Problemas e tarefas »
1) Transcreva do texto fornecido o trecho entre "Ossos (1997) Pedro" e "vida daquelas pessoas?", ambos incluídos.
2) Responda às perguntas seguintes com base no texto fornecido.
(a) Em que publicação e em que data saiu o artigo «Ossos difíceis», de Cristina Peres?
(b) Há quantos dias o personagem esfomeado diz já não comer?
(c) Qual é o nome do bairro cujos habitantes são referidos no último parágrafo?

O meu reino por um prato de/com ovos | My kingdom for a plate of/with eggs


Ossos (1997) Pedro Costa excerto | excerpt

« Senti a dificuldade de, perante um objecto virtuoso com uma maturidade técnica cuja luz e som dão uma noção de coerência narrativa, compreender as incongruências que Ossos tem e ninguém mencionou. Se há tanta verdade neste olhar sobre o bairro e as gentes do bairro, se se recorre à sugestão de modelos neo-realistas para consumo reservado às más consciências íntimas do potencial público burguês, se se opta por contornos de personagens cuja essência apenas retrata uma dor pairante, que possibilidade de recuo tenho eu enquanto espectadora para, sem uma experiência semelhante à de Pedro Costa, supor e adivinhar o resto da vida daquelas pessoas?
Não acredito, por exemplo, que tantas tentativas de suicídio por gaseamento não acabem por resultar. Não acredito que um personagem esfomeado que revolve caixotes à procura de restos de comida e diz já não comer há três dias abandone um prato de ovos oferecido numa casa cuja estratégia é ilustrar “o outro lado da ordem” [...]»
Cristina Peres, «Ossos difíceis», Expresso-Cartaz, 6.12.1997

«[...] Cristina Peres: a) embora não tenha a vivência dos habitantes do bairro das Fontainhas, parece ter uma noção exacta do que ela poderá ser – em relação ao qual o filme de Pedro Costa não fará justiça; b) enquanto espectadora do cinema nacional tem um “ideal de identificação” que se rege por critérios universais e que a levam a invocar valores lógicos de “verdade” e “falso” para aquilo que vê na tela; c) terá do espectáculo de dança uma concepção diferente daquela que tem do espectáculo cinematográfico – para o primeiro aceita as convenções da “representação”, para o segundo exige um respeito (documental, sociológico) àquilo que toma por realidade; d) alinha pela bitola do sociologicamente correcto (ironicamente, essa é uma das acusações que faz a Ossos), denunciando uma suposta inexactidão em de uma ordem que não quer ver profanada.

Dados fornecidos »
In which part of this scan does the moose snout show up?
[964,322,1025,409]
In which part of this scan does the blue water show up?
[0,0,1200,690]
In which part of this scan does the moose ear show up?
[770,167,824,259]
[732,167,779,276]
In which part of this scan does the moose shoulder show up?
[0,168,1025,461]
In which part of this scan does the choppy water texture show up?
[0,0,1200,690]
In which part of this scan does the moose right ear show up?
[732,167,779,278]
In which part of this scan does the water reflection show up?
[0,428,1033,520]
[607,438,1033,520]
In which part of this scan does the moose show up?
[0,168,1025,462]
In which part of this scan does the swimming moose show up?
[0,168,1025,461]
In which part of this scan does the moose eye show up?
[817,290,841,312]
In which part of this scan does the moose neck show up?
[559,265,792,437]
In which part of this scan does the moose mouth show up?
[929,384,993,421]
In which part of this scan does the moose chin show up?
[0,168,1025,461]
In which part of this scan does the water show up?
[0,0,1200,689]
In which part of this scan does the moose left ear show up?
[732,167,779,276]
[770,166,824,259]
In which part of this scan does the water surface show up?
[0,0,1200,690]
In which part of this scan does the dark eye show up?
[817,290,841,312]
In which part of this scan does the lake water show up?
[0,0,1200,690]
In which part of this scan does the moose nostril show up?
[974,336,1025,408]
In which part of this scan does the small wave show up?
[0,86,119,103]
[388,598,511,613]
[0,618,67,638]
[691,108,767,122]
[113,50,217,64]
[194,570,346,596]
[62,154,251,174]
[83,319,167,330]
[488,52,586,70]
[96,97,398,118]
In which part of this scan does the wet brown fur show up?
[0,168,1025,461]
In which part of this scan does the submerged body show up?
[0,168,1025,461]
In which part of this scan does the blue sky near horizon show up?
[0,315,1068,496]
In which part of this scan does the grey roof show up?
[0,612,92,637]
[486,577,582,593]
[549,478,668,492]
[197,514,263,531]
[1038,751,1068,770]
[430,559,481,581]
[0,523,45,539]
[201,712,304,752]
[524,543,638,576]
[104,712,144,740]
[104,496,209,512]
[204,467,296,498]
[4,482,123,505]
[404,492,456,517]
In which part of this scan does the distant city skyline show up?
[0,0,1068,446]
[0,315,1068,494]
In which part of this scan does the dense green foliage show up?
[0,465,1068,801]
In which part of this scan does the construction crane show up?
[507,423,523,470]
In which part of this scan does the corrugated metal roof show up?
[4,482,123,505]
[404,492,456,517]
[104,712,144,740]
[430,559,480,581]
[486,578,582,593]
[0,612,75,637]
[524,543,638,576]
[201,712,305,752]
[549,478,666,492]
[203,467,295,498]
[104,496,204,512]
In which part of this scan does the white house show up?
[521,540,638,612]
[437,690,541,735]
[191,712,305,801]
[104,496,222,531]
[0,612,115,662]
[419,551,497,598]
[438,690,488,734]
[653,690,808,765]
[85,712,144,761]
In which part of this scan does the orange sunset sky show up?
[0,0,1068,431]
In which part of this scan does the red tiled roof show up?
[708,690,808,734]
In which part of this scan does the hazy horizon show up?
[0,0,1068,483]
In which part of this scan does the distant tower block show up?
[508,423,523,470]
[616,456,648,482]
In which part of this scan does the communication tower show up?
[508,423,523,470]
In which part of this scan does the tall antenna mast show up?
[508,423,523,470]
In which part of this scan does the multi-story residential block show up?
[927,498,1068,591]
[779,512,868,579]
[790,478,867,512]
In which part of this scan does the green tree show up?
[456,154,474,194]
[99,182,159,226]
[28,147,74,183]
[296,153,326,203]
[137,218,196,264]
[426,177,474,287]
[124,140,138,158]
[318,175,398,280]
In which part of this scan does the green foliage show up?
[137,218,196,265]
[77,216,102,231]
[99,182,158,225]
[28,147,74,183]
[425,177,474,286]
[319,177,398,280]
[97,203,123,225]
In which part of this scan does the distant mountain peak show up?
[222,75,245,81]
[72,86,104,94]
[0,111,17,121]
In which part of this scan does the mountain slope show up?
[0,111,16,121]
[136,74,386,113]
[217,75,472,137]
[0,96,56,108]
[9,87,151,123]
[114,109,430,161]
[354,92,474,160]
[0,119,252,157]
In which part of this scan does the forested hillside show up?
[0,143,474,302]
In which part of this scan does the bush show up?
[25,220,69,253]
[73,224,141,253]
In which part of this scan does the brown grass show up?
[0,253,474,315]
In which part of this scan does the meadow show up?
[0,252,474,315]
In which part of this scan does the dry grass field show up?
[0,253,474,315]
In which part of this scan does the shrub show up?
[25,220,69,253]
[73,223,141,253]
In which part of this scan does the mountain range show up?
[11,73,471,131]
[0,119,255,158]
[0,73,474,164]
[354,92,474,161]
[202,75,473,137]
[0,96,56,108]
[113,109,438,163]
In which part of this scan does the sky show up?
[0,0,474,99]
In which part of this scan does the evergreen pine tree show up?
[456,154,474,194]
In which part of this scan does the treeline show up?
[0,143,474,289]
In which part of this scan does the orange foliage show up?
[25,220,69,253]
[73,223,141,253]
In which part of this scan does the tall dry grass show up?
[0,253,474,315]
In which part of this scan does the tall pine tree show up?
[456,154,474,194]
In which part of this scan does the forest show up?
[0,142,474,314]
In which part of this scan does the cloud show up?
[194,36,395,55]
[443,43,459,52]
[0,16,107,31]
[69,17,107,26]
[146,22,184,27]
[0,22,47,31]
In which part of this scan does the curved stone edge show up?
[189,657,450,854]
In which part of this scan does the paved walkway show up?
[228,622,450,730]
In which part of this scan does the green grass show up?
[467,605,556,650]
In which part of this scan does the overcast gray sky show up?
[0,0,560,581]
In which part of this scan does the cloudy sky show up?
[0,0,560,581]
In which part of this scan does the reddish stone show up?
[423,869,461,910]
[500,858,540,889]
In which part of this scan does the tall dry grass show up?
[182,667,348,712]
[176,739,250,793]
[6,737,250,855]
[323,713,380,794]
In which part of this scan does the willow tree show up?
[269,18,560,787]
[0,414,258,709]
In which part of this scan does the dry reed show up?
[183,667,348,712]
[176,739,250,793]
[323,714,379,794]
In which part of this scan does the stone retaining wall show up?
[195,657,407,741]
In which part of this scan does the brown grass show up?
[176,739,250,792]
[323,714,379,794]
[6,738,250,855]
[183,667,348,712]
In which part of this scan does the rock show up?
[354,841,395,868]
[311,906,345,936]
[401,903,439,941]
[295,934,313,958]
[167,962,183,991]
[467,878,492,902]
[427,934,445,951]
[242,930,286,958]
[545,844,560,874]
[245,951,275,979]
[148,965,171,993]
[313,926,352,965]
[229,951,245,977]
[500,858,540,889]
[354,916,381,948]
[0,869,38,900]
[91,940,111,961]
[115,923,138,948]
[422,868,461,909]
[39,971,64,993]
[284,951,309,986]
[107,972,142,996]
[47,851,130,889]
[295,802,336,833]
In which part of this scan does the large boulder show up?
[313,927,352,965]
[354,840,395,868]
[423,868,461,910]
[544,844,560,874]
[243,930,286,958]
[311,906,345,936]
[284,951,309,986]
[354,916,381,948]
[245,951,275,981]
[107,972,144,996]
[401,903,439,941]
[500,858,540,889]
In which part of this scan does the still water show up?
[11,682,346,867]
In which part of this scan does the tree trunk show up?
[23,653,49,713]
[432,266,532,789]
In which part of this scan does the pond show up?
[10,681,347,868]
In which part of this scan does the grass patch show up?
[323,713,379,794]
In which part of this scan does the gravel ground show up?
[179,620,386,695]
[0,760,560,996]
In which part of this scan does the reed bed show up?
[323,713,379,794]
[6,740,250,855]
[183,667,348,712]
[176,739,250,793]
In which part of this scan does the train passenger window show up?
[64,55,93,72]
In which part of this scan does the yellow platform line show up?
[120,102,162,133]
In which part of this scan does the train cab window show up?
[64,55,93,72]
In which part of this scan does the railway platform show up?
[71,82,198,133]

Resultados do exercício »
1)
Ossos (1997) Pedro Costa excerto | excerpt

« Senti a dificuldade de, perante um objecto virtuoso com uma maturidade técnica cuja luz e som dão uma noção de coerência narrativa, compreender as incongruências que Ossos tem e ninguém mencionou. Se há tanta verdade neste olhar sobre o bairro e as gentes do bairro, se se recorre à sugestão de modelos neo-realistas para consumo reservado às más consciências íntimas do potencial público burguês, se se opta por contornos de personagens cuja essência apenas retrata uma dor pairante, que possibilidade de recuo tenho eu enquanto espectadora para, sem uma experiência semelhante à de Pedro Costa, supor e adivinhar o resto da vida daquelas pessoas?

2)
(a) No Expresso-Cartaz, a 6.12.1997.
(b) Há três dias.
(c) O bairro das Fontainhas.